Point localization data
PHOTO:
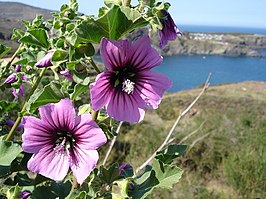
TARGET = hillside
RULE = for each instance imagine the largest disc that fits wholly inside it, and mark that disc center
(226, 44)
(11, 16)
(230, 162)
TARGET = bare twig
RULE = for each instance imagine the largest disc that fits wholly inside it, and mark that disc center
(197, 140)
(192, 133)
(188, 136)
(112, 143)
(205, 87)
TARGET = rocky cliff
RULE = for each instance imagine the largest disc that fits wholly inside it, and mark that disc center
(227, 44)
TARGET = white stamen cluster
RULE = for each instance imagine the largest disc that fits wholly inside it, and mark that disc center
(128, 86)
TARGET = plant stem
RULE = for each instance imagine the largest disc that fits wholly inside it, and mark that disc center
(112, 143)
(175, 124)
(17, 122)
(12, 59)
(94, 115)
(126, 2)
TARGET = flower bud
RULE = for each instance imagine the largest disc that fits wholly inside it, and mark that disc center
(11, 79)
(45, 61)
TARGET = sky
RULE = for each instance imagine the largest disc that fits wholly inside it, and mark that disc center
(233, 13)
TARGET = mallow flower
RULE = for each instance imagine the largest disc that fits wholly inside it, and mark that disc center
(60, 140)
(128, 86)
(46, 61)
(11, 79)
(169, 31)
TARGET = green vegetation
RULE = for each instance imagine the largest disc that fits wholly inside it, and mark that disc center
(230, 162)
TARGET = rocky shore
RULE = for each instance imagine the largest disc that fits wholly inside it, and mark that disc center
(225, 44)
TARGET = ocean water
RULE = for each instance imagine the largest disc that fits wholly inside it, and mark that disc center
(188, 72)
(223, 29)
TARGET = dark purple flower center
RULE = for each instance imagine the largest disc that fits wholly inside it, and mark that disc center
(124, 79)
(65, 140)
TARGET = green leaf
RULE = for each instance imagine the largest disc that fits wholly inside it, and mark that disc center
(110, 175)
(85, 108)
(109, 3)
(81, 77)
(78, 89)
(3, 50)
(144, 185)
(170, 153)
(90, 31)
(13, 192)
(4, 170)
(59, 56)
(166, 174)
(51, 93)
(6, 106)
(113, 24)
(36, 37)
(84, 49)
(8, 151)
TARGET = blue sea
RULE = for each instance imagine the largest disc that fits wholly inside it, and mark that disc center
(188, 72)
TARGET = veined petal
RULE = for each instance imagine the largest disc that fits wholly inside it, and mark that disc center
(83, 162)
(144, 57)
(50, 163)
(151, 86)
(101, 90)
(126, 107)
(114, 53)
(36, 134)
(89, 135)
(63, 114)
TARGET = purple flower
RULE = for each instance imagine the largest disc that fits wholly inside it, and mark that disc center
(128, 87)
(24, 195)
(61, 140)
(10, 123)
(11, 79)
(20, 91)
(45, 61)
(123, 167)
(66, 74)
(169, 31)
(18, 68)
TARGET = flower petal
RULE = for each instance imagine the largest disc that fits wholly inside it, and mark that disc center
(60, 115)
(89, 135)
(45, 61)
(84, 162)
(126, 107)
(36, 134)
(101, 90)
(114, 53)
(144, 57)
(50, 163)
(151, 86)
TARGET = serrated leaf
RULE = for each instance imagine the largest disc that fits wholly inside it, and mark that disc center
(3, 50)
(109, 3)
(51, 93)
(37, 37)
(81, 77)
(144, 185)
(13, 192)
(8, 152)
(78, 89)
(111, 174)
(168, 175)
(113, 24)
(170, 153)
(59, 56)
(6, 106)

--

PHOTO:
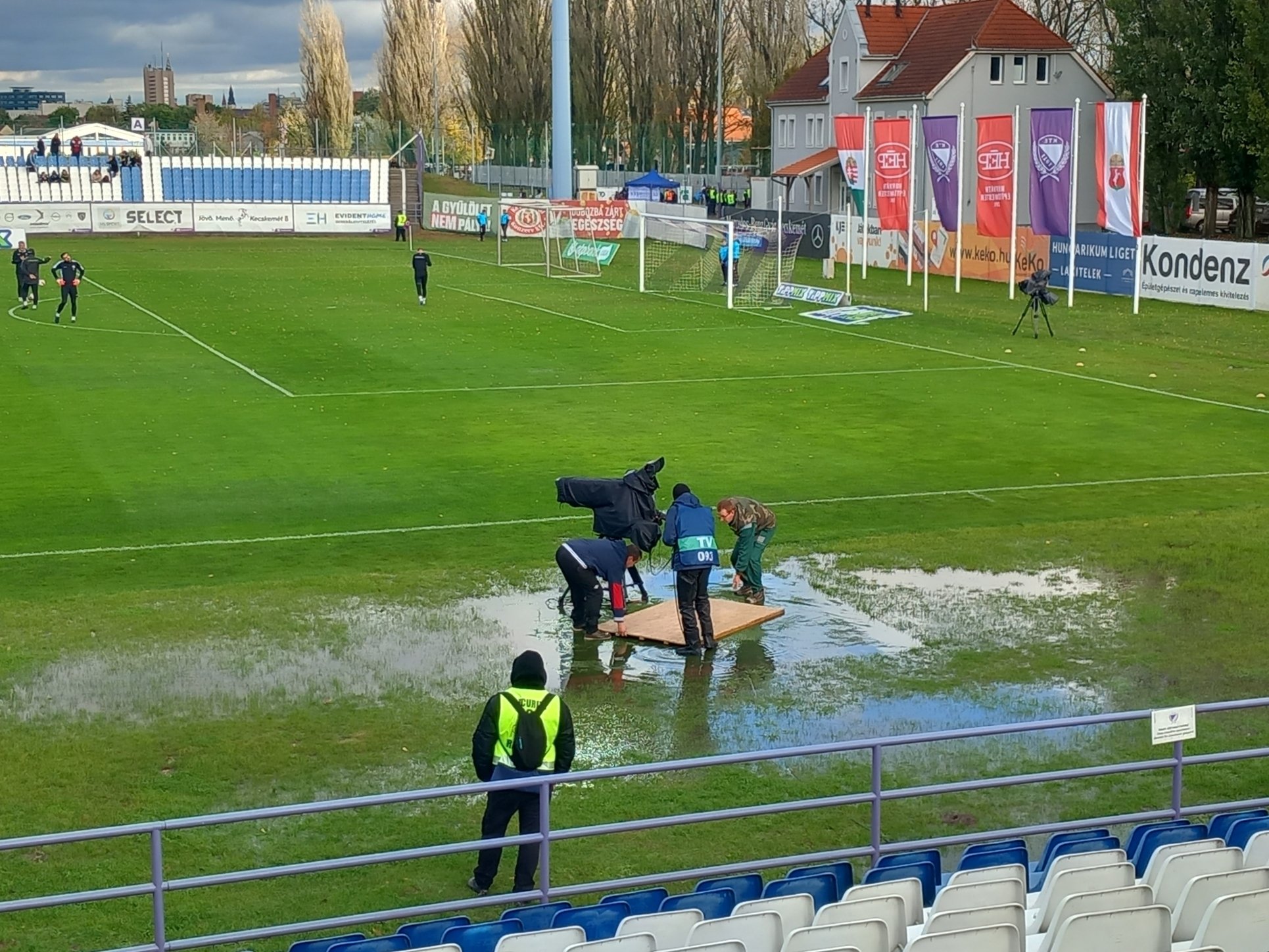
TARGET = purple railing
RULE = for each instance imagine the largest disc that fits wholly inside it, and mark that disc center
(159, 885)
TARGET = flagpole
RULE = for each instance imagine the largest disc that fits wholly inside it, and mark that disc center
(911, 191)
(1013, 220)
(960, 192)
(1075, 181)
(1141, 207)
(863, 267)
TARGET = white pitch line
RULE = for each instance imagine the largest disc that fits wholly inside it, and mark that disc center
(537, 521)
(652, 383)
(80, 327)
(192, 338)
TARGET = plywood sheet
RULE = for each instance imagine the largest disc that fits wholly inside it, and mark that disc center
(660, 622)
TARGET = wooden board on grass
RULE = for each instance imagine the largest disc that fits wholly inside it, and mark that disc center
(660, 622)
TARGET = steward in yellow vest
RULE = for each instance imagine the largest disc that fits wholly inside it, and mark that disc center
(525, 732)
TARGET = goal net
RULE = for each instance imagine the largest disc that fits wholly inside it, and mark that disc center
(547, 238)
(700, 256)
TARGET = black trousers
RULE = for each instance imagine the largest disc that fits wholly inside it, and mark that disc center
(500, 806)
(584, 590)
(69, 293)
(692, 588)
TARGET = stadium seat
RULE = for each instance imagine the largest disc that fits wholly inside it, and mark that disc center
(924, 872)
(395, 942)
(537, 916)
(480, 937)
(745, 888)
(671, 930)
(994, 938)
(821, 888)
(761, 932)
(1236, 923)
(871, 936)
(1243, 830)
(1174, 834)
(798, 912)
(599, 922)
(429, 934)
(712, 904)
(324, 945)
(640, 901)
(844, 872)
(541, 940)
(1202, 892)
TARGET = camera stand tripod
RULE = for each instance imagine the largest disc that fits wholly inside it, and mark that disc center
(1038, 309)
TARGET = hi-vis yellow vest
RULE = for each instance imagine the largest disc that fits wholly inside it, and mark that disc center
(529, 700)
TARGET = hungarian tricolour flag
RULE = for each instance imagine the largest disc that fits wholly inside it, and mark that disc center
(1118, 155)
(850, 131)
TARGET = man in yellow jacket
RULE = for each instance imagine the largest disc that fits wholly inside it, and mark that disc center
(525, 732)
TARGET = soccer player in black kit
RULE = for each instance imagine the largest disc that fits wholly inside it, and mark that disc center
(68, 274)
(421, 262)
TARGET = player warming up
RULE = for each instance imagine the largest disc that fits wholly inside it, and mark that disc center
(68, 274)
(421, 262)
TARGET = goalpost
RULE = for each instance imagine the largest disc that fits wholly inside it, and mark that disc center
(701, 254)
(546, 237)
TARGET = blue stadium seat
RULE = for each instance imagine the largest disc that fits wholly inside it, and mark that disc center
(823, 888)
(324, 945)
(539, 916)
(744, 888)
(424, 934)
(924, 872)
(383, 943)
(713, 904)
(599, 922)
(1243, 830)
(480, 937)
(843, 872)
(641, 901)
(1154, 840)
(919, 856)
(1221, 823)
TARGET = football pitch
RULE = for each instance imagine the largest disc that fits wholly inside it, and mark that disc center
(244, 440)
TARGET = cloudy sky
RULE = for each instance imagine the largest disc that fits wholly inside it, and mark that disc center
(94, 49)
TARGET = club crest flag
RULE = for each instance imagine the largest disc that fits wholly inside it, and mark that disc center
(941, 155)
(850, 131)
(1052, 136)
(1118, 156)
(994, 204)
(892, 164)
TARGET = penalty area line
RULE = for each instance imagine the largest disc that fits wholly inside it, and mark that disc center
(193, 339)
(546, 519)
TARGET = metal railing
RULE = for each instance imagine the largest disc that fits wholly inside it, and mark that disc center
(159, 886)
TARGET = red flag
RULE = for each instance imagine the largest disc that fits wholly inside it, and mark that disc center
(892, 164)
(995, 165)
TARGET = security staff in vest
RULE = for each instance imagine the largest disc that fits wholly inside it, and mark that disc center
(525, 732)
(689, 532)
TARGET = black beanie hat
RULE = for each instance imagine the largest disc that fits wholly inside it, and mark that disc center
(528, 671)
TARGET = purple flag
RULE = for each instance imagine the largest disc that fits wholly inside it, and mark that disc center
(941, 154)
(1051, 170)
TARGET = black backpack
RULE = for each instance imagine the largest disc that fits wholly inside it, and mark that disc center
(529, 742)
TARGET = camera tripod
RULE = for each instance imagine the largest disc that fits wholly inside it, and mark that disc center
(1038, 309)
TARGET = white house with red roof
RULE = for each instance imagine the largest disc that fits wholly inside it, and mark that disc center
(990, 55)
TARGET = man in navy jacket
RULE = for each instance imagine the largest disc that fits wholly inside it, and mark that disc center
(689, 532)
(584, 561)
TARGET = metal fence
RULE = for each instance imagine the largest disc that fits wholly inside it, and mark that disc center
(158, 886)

▶ About this exercise
All lines above containing the string "flower": copy each one.

▶ Solution to this problem
TARGET = flower bud
TARGET = mallow flower
TARGET = dark purple flower center
TARGET = purple flower
TARGET = flower petal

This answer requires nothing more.